[Instructions for the task]:
Can you set out every line of the listing below as a numbered list, skipping any blank lines and leaving out the pictures?

[Segmentation mask data]:

···

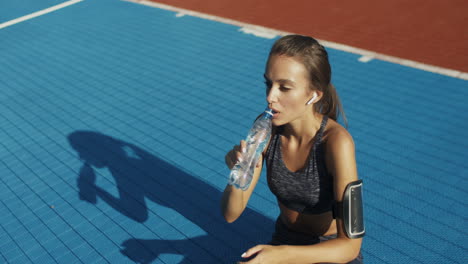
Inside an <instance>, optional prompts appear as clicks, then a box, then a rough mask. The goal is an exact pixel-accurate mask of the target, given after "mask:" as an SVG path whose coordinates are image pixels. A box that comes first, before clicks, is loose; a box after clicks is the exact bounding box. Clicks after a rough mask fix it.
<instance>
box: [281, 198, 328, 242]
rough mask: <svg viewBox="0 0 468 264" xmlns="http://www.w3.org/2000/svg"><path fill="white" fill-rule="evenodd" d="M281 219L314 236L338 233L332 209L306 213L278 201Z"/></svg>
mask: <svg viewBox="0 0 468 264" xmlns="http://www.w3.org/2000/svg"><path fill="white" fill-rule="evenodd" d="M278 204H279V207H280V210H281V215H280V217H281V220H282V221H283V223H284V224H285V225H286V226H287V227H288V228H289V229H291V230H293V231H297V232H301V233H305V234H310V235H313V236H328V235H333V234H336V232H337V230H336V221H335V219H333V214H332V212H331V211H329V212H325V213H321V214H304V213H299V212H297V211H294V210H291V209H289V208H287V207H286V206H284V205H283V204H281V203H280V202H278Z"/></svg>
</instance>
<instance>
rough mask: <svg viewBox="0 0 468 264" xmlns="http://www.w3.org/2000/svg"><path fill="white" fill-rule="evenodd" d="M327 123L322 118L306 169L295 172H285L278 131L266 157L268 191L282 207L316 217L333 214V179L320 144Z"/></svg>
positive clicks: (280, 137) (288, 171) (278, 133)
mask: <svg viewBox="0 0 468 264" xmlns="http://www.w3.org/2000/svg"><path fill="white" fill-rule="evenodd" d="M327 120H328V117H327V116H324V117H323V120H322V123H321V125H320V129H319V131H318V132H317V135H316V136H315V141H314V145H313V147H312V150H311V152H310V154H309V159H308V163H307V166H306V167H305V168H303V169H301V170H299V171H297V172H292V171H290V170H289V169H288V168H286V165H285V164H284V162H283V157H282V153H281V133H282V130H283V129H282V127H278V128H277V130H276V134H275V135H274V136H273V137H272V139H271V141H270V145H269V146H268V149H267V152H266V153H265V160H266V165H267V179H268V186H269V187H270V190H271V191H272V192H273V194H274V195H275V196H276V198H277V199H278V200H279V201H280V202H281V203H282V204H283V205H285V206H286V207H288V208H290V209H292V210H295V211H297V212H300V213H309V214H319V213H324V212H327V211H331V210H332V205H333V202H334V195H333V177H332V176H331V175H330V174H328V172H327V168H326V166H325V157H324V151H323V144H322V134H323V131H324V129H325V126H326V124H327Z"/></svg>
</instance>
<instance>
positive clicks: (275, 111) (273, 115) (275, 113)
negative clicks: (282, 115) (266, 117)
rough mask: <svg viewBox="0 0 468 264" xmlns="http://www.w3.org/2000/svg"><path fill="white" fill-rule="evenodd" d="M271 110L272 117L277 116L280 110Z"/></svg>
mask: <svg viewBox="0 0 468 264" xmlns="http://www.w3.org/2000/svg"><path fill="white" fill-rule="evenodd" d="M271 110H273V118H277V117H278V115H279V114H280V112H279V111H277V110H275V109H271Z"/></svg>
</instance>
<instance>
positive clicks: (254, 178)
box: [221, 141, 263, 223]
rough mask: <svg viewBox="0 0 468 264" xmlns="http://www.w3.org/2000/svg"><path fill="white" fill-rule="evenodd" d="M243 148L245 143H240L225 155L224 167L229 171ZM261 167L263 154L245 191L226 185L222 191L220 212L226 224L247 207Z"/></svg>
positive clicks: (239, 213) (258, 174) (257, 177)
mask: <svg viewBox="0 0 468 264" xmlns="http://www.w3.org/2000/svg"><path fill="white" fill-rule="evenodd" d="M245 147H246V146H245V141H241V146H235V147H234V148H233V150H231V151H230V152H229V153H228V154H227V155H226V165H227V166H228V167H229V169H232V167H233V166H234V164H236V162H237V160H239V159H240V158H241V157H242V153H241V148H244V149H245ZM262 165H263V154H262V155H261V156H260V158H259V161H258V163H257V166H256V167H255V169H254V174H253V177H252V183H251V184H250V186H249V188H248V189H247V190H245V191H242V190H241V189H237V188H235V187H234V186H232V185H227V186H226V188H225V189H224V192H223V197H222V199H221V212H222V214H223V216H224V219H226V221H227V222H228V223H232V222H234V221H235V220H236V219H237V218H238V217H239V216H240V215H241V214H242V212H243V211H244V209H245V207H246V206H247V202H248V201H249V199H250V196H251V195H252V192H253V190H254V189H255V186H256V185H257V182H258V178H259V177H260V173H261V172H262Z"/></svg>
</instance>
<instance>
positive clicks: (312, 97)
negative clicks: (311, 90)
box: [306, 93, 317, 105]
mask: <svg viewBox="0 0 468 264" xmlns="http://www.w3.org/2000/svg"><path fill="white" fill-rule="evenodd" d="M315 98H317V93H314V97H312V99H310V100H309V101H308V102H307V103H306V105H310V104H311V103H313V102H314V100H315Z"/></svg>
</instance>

···

[Reply to the task]:
1. Inside an <instance>, optional prompts appear as clicks, then a box, then a rough mask. The goal is an exact pixel-accurate mask of the target, given after "mask:" as an SVG path whose coordinates are image pixels. A box that comes first, before clicks, is loose; a box after clicks is the exact bounding box. Clicks after a rough mask fix it.
2. <instance>
3. box: [281, 198, 328, 242]
4. rough mask: <svg viewBox="0 0 468 264" xmlns="http://www.w3.org/2000/svg"><path fill="white" fill-rule="evenodd" d="M281 219L314 236L338 233L332 209L306 213L278 201Z"/></svg>
5. mask: <svg viewBox="0 0 468 264" xmlns="http://www.w3.org/2000/svg"><path fill="white" fill-rule="evenodd" d="M278 204H279V207H280V210H281V215H280V217H281V220H282V221H283V223H284V224H285V225H286V226H287V227H288V228H289V229H291V230H293V231H297V232H301V233H305V234H310V235H313V236H328V235H333V234H336V232H337V230H336V221H335V219H333V214H332V212H331V211H329V212H325V213H321V214H304V213H299V212H297V211H294V210H291V209H289V208H287V207H286V206H284V205H283V204H281V203H280V202H278Z"/></svg>
6. </instance>
7. <instance>
8. rough mask: <svg viewBox="0 0 468 264" xmlns="http://www.w3.org/2000/svg"><path fill="white" fill-rule="evenodd" d="M327 123L322 118L306 169L295 172H285L278 131L266 157L268 191L282 207L316 217L333 214V179L320 144Z"/></svg>
9. positive clicks: (280, 137) (288, 171) (278, 133)
10. mask: <svg viewBox="0 0 468 264" xmlns="http://www.w3.org/2000/svg"><path fill="white" fill-rule="evenodd" d="M327 120H328V117H327V116H324V117H323V120H322V123H321V125H320V129H319V131H318V132H317V135H316V136H315V141H314V145H313V147H312V150H311V152H310V154H309V159H308V163H307V166H306V167H305V168H303V169H301V170H299V171H297V172H292V171H290V170H289V169H288V168H286V165H285V164H284V162H283V157H282V153H281V133H282V130H283V129H282V127H278V128H277V130H276V134H275V135H274V136H273V137H272V139H271V141H270V145H269V146H268V149H267V152H266V153H265V160H266V165H267V179H268V186H269V187H270V190H271V191H272V192H273V194H274V195H275V196H276V198H277V199H278V200H279V201H280V202H281V203H282V204H283V205H285V206H286V207H288V208H290V209H292V210H295V211H297V212H300V213H309V214H319V213H324V212H327V211H331V210H332V205H333V202H334V195H333V177H332V176H331V175H330V174H328V172H327V168H326V166H325V157H324V151H323V144H322V134H323V131H324V129H325V126H326V124H327Z"/></svg>
11. </instance>
12. <instance>
13. positive clicks: (275, 111) (273, 115) (275, 113)
14. negative clicks: (282, 115) (266, 117)
15. rough mask: <svg viewBox="0 0 468 264" xmlns="http://www.w3.org/2000/svg"><path fill="white" fill-rule="evenodd" d="M271 110L272 117L277 116L280 110Z"/></svg>
16. mask: <svg viewBox="0 0 468 264" xmlns="http://www.w3.org/2000/svg"><path fill="white" fill-rule="evenodd" d="M271 110H273V118H277V117H278V115H279V114H280V112H279V111H277V110H275V109H271Z"/></svg>
17. </instance>
18. <instance>
19. positive clicks: (254, 178)
20. box: [221, 141, 263, 223]
21. rough mask: <svg viewBox="0 0 468 264" xmlns="http://www.w3.org/2000/svg"><path fill="white" fill-rule="evenodd" d="M243 148L245 143H240L225 155L224 167L229 171ZM261 167L263 154L245 191L226 185L222 191L220 212L226 224L247 207Z"/></svg>
22. positive clicks: (239, 213) (258, 174) (257, 177)
23. mask: <svg viewBox="0 0 468 264" xmlns="http://www.w3.org/2000/svg"><path fill="white" fill-rule="evenodd" d="M245 147H246V146H245V141H241V146H235V147H234V148H233V150H231V151H230V152H229V153H228V154H227V155H226V165H227V166H228V167H229V169H232V167H233V166H234V164H236V162H237V160H239V159H240V158H241V157H242V153H241V148H244V149H245ZM262 165H263V154H262V155H261V156H260V158H259V161H258V163H257V166H256V167H255V169H254V174H253V177H252V183H251V184H250V186H249V188H248V189H247V190H245V191H242V190H241V189H237V188H235V187H234V186H232V185H227V186H226V188H225V189H224V192H223V197H222V199H221V212H222V214H223V216H224V219H226V221H227V222H228V223H232V222H234V221H235V220H236V219H237V218H238V217H239V216H240V215H241V214H242V212H243V211H244V209H245V207H246V206H247V202H248V201H249V199H250V196H251V195H252V192H253V190H254V189H255V186H256V185H257V182H258V178H259V177H260V173H261V172H262Z"/></svg>
24. </instance>
25. <instance>
26. positive clicks: (312, 97)
27. negative clicks: (311, 90)
28. box: [306, 93, 317, 105]
29. mask: <svg viewBox="0 0 468 264" xmlns="http://www.w3.org/2000/svg"><path fill="white" fill-rule="evenodd" d="M315 98H317V93H314V97H312V99H310V100H309V101H308V102H307V103H306V105H310V104H311V103H313V102H314V100H315Z"/></svg>
30. </instance>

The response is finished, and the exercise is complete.